▶ **STATED EXERCISE**
Copy out every one of the rows below word for word, leaving out the pictures.

** Start of DATA ROWS **

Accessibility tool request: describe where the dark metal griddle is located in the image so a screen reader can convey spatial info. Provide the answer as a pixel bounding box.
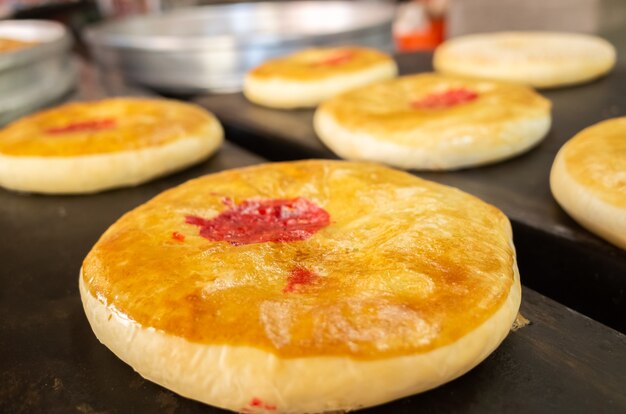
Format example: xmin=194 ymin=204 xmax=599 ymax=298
xmin=195 ymin=53 xmax=626 ymax=332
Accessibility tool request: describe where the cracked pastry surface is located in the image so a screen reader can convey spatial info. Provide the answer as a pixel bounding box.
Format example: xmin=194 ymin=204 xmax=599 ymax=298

** End of DATA ROWS **

▶ **RESULT**
Accessibility tool request: describe where the dark metal griddle is located in the image so a screen reader can convey spatial info. Provide the answer as a pixel bounding box.
Format example: xmin=194 ymin=204 xmax=599 ymax=298
xmin=195 ymin=53 xmax=626 ymax=332
Accessibility tool request: describe where the cracked pastry surface is located in the image so a screen reader can convey spatial info. Provide the answer as a pixel bounding box.
Format example: xmin=194 ymin=204 xmax=599 ymax=298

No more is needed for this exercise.